Podaj, jaki cel wdrożenia chatbota wskazuje zamieszczony poniżej fragment tekstu.

FRAGMENT TEKSTU:

<<<<

Pracownicy sieci sklepów Biedronka uczą się wypieku pieczywa z użyciem gogli wirtualnej rzeczywistości, a od czatbota dowiedzą się, jak uzyskać dofinansowanie do wakacji lub do kiedy można złożyć wniosek o zapomogę.
Chatbot bez względu na porę dnia będzie informował pracowników o funkcjonujących w firmie programach wsparcia i benefitach. Wystarczy zalogować się na specjalnej stronie internetowej do konta pracownika i zapytać o rodzaj wniosku, a maszyna udzieli wszelkich informacji. System zapamiętuje też ostatnie wnioski i ich daty, wskazując kiedy może być złożony następny dokument.
Automat odciąży HR i intranet
Celem wdrożenia chatbota jest ułatwienie pracy działu HR i odciążenie intranetu. Właściciel Biedronki, firma Jeronimo Martins nie zdradza, czy podobne rozwiązanie będzie stosowane w rekrutacji pracowników i kontaktach z klientami sklepów.
– Jeśli chodzi o chatbota, to na ten moment skupiamy się na rozwoju tego narzędzia przy obsłudze pracowników. Po stronie Biedronki komunikacja z klientami jest w głównej mierze osobowa, zarówno poprzez Biuro Obsługi Klientów, jak i nasze media społecznościowe. Chatboty do tej pory wykorzystywaliśmy przy pojedynczych akcjach marketingowych na Facebooku – tłumaczy w odpowiedzi biuro prasowe Jeronimo Martins.

>>>>

ZAPISANE DANE:
<<<<

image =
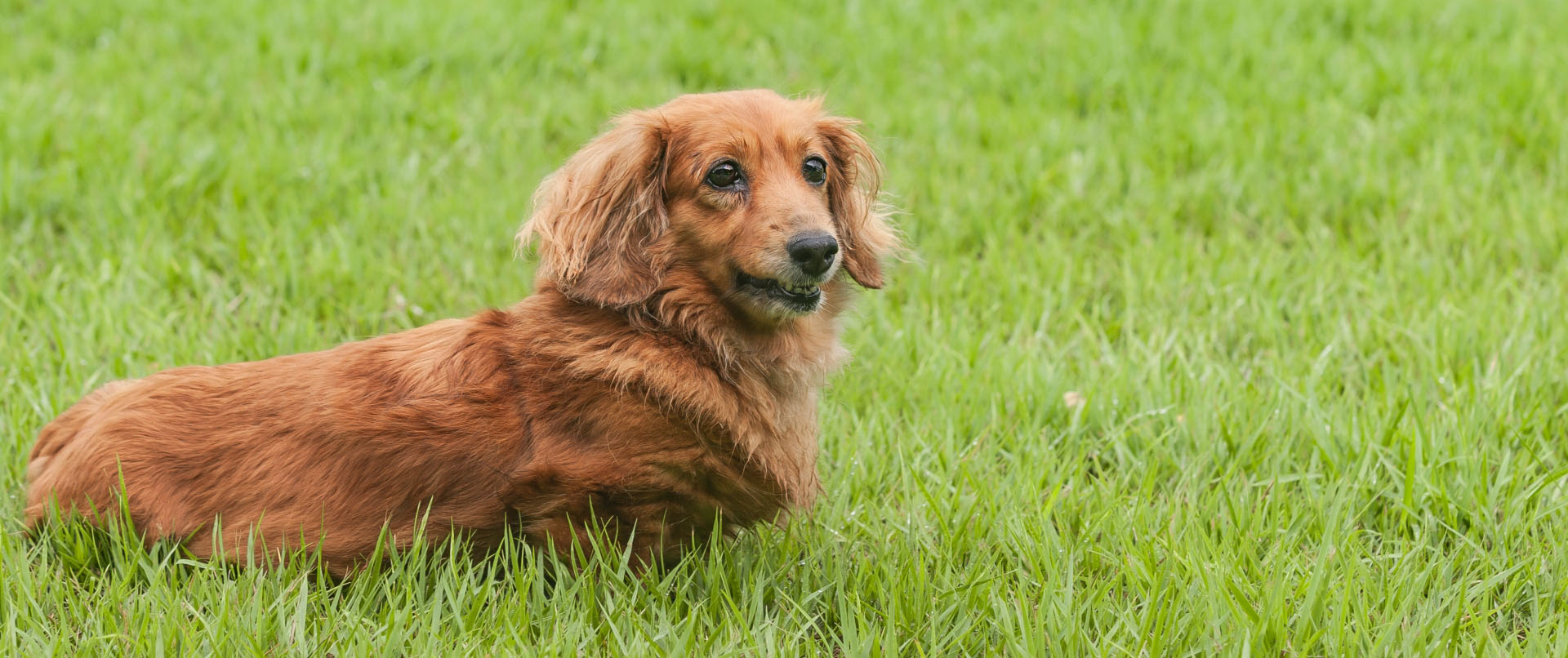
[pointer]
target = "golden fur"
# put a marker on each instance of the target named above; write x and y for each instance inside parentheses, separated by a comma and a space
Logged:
(640, 385)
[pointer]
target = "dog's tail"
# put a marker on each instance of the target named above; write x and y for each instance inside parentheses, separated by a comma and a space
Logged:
(59, 434)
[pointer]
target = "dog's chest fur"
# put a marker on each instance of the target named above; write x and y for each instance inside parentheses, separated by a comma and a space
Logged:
(656, 433)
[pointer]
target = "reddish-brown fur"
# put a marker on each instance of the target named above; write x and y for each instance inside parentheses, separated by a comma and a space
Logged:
(637, 383)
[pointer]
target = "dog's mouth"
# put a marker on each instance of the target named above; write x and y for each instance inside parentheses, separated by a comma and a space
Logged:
(797, 296)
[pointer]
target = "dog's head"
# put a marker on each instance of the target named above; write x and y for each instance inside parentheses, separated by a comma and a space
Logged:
(764, 198)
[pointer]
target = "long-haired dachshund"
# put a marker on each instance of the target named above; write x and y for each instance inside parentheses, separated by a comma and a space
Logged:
(662, 380)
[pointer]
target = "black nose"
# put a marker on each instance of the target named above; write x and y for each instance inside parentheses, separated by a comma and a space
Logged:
(814, 252)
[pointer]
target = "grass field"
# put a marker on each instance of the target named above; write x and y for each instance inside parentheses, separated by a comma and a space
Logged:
(1230, 327)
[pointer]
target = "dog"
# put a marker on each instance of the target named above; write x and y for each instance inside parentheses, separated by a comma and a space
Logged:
(659, 386)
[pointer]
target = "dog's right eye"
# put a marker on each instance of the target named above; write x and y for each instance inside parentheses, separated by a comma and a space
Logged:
(724, 176)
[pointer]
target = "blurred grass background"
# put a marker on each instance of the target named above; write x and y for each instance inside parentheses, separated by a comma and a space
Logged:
(1298, 264)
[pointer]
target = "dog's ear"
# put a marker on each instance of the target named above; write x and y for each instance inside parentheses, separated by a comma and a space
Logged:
(853, 180)
(598, 215)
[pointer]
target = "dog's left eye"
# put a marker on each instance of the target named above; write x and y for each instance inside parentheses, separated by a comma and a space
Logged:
(814, 170)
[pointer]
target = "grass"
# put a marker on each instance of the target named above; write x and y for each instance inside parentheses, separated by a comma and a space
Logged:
(1298, 264)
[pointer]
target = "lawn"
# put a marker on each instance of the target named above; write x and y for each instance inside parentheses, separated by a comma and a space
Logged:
(1227, 327)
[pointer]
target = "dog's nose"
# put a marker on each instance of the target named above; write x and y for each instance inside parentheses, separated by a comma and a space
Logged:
(814, 252)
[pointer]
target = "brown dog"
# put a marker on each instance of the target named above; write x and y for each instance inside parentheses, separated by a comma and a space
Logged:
(662, 378)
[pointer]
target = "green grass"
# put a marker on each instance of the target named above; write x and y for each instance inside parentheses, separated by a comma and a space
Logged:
(1303, 264)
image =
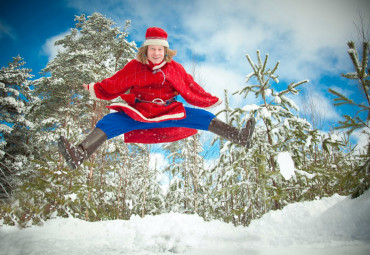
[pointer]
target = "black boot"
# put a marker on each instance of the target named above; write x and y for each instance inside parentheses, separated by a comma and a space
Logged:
(75, 155)
(241, 137)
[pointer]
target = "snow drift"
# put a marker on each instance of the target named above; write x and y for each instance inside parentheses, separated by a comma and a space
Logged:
(336, 225)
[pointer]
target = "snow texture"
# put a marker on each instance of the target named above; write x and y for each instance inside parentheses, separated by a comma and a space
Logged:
(336, 225)
(286, 164)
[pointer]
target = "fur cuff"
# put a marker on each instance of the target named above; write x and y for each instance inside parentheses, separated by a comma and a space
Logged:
(215, 104)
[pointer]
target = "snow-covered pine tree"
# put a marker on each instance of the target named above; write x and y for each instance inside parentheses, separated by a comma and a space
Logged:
(280, 131)
(15, 127)
(93, 50)
(188, 177)
(361, 120)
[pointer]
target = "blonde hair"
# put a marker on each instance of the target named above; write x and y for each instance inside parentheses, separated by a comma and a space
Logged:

>>>>

ODPOWIEDŹ PISEMNA: Ułatwienie pracy działu HR i odciążenie intranetu.